▶ DOCUMENT

■ ■ ■ ■

Lynching of Samuel J. Bush
- Date: June 3, 1893
- Location: Decatur, Illinois, United States;
- Participants: Residents of Macon County, Illinois
- Deaths: 1

= Lynching of Samuel J. Bush =

1893 lynching in Illinois

In the early hours of June 3, 1893, a black day-laborer named Samuel J. Bush was forcibly taken from the Macon County, Illinois, jail and lynched. Mr. Bush stood accused of raping Minnie Cameron Vest, a white woman, who lived in the nearby town of Mount Zion.

== Background ==
Lynchings are a form of extrajudicial killings—not protected or sanctioned by law—and are often considered a reaction to black emancipation as well as the danger black freedom supposedly portended. The historian Amy Louise Wood argues that the cultural power of lynching, and of white supremacy, "rested on spectacle...which produced and disseminated images of white power and black degradation, of white unity and black criminality, that served to instill and perpetuate a sense of racial supremacy in their white spectators." An effervescence of lynchings occurred throughout the United States from the Civil War through the 1940s. In 1919, the National Association for the Advancement of Colored People (NAACP) published a report on incidents of lynchings in the United States. The NAACP report found that 114 "colored" persons were lynched in 1893; down from 155 lynchings the previous year of 1892, though still one of the highest years of reported lynchings on record.

■ ■ ■ ■

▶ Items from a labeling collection
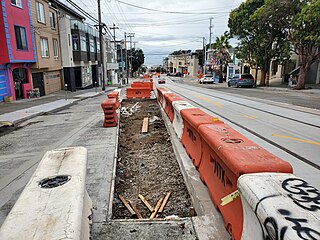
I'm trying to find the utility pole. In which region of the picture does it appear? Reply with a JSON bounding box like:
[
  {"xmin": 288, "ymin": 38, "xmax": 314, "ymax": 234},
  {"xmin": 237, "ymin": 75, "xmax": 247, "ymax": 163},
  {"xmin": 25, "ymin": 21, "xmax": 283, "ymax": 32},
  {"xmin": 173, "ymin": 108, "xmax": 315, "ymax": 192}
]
[
  {"xmin": 127, "ymin": 33, "xmax": 134, "ymax": 77},
  {"xmin": 206, "ymin": 17, "xmax": 213, "ymax": 74},
  {"xmin": 209, "ymin": 17, "xmax": 213, "ymax": 49},
  {"xmin": 120, "ymin": 41, "xmax": 125, "ymax": 84},
  {"xmin": 97, "ymin": 0, "xmax": 106, "ymax": 91},
  {"xmin": 202, "ymin": 37, "xmax": 207, "ymax": 74},
  {"xmin": 124, "ymin": 33, "xmax": 129, "ymax": 84},
  {"xmin": 110, "ymin": 24, "xmax": 119, "ymax": 83}
]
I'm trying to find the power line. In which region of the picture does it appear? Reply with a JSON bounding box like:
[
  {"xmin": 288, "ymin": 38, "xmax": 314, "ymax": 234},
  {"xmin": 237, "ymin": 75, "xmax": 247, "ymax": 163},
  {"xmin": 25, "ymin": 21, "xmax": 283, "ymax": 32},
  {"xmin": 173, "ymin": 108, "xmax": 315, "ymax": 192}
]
[{"xmin": 115, "ymin": 0, "xmax": 230, "ymax": 14}]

■ ■ ■ ■

▶ EXERCISE TASKS
- A) Please state whether each statement agrees with the article on the lynching of Samuel J. Bush, answering yes or no and quoting the deciding words: (i) Bush was taken from the Macon County jail. (ii) The NAACP report on lynchings came out in 1893. (iii) Fewer lynchings were reported in 1893 than in 1892.
- B) Recast the records as a JSON list of strings, one string per line with blank lines omitted, starting at the line that contains "I'm trying to find the power" and ending with the last line of the records, both included.

▶ ANSWERS PROVIDED
- A)
(i) Yes: "was forcibly taken from the Macon County, Illinois, jail and lynched"
(ii) No: "In 1919, the National Association for the Advancement of Colored People (NAACP) published a report on incidents of lynchings in the United States"
(iii) Yes: "114 "colored" persons were lynched in 1893; down from 155 lynchings the previous year of 1892"

- B)
[
  "I'm trying to find the power line. In which region of the picture does it appear? Reply with a JSON bounding box like:",
  "[",
  "  {\"xmin\": 288, \"ymin\": 38, \"xmax\": 314, \"ymax\": 234},",
  "  {\"xmin\": 237, \"ymin\": 75, \"xmax\": 247, \"ymax\": 163},",
  "  {\"xmin\": 25, \"ymin\": 21, \"xmax\": 283, \"ymax\": 32},",
  "  {\"xmin\": 173, \"ymin\": 108, \"xmax\": 315, \"ymax\": 192}",
  "]",
  "[{\"xmin\": 115, \"ymin\": 0, \"xmax\": 230, \"ymax\": 14}]"
]